Excerpted records Start Marker
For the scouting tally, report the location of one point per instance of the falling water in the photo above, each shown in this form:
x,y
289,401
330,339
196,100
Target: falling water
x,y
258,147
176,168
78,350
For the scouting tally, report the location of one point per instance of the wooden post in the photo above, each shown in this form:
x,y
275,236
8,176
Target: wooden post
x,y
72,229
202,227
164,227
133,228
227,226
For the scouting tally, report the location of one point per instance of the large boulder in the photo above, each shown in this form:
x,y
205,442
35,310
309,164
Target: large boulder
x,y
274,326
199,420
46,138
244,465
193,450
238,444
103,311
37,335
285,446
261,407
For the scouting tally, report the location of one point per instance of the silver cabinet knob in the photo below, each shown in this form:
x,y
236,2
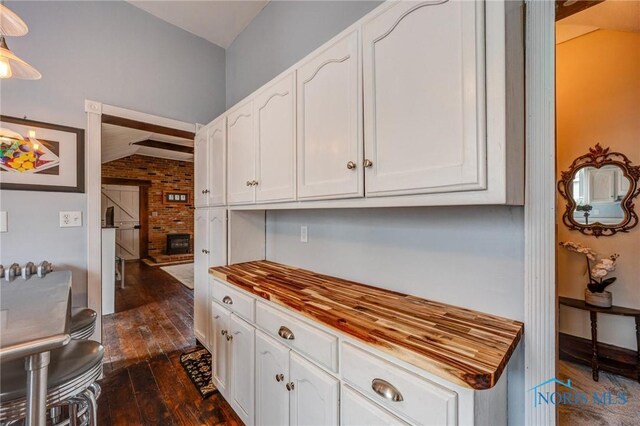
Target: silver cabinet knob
x,y
285,333
386,390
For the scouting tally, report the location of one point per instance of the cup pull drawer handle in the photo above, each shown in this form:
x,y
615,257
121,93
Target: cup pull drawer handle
x,y
386,390
285,333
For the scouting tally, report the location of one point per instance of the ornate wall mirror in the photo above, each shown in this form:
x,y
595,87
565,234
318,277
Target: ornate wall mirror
x,y
599,189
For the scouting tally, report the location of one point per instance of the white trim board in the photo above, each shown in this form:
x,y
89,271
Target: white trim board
x,y
93,167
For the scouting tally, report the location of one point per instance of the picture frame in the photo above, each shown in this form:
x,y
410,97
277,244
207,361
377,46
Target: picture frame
x,y
175,197
39,156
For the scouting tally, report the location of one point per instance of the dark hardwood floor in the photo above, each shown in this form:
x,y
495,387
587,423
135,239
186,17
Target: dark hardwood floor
x,y
144,383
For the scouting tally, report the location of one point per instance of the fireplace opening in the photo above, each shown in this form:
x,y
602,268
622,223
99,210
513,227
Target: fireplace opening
x,y
178,243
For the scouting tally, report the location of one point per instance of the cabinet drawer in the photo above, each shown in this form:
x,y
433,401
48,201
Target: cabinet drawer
x,y
312,342
422,401
234,300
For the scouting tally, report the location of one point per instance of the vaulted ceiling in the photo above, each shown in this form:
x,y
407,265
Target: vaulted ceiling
x,y
220,22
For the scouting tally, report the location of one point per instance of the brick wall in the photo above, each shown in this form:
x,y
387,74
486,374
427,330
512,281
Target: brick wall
x,y
165,175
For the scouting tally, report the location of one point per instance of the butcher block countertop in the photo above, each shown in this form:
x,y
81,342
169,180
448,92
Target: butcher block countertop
x,y
466,347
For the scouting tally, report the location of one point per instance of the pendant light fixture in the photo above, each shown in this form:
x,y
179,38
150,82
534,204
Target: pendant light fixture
x,y
13,67
10,23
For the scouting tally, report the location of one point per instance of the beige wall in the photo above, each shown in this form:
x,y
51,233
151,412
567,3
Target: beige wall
x,y
598,101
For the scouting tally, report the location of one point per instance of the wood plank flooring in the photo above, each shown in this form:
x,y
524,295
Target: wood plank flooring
x,y
144,383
Excerpted records End Marker
# Exercise objective
Without any of the pictures, reproduce the listing above exactly.

# Finished exercise
For the scouting tally, report the location of one point per instance of the falling water in the photo above, each shown in this form:
x,y
289,401
330,339
196,100
Target: falling water
x,y
258,147
176,168
78,350
For the scouting tally, report the location of one point per instance of the wooden post in the photo above, each shown in this form:
x,y
275,236
8,176
Target: wooden post
x,y
72,229
202,227
164,227
133,228
227,226
For the scouting tally, report the location of one point per instance of the large boulder in the photo above, each shown in this form:
x,y
205,442
35,310
309,164
Target: large boulder
x,y
274,326
199,420
46,138
244,465
193,450
238,444
103,311
37,335
285,446
261,407
For the scouting tally, report the location of one point per instance of the silver cabinet knob in the photo below, each shown in this form:
x,y
236,2
Target: silver cabinet knob
x,y
285,333
386,390
For the scouting tally, report the location of one point per instance of the cup pull drawer handle in the photo above, each shown in this form:
x,y
615,257
121,93
Target: cup pull drawer handle
x,y
386,390
285,333
For the scouting tally, report the location of one point per instance of the ornate wall mirror in the photo above, each shown in this form:
x,y
595,87
565,234
318,277
Target: ornate wall mirror
x,y
599,189
For the scouting tally, report the location of one point per instance of the white trim board in the photo above, each shown in this form:
x,y
89,271
Target: white trim board
x,y
93,167
For the scouting tally, report the location of one point per instance of the picture frame in the photo above, each shown in this form:
x,y
410,97
277,244
207,361
377,46
Target: picture frame
x,y
175,197
39,156
For the scouting tally, report the location of one point per instance of the dark hardwood floor in the photo above, each shown in this form:
x,y
495,387
587,423
135,239
186,17
Target: dark hardwood floor
x,y
144,383
For the scouting tally, report the location of one point per instance of the fireplace opening in the photo above, each shown in this form:
x,y
602,268
622,223
99,210
513,227
Target: fireplace opening
x,y
178,243
For the scouting tally, report the location of one point per instance of the cabinet drawer in the photo above, each shown in this form:
x,y
433,401
48,201
Target: cabinet drawer
x,y
312,342
422,401
234,300
For the scouting tally, report the location of one point per instance of the vaulted ceiling in the photo above, each shown in this form:
x,y
407,265
Target: vaulted ceiling
x,y
220,22
For the scouting tally, report the location of one point per instance of the brick wall in the photo above, each shown in this form:
x,y
387,74
486,374
427,330
512,281
Target: brick wall
x,y
165,175
For the scouting tally, report the location of one point per instance of the butcher block countertop in the photo above, each shown in this form:
x,y
81,342
169,180
448,92
Target: butcher block countertop
x,y
466,347
For the scouting tally, report the location of one point per instance of the pendant light fixture in the photo above, each shown in this form:
x,y
179,38
150,82
534,204
Target: pendant light fixture
x,y
13,67
10,23
For the scouting tally, report the location of one point per instance of the beige wall in the photo above, each shown in this form:
x,y
51,233
151,412
567,3
Target: beige wall
x,y
598,101
For the scouting tally, report the location of one point per instance of the wood plank flooring in the photo above, each shown in this form:
x,y
524,295
Target: wood plank flooring
x,y
144,383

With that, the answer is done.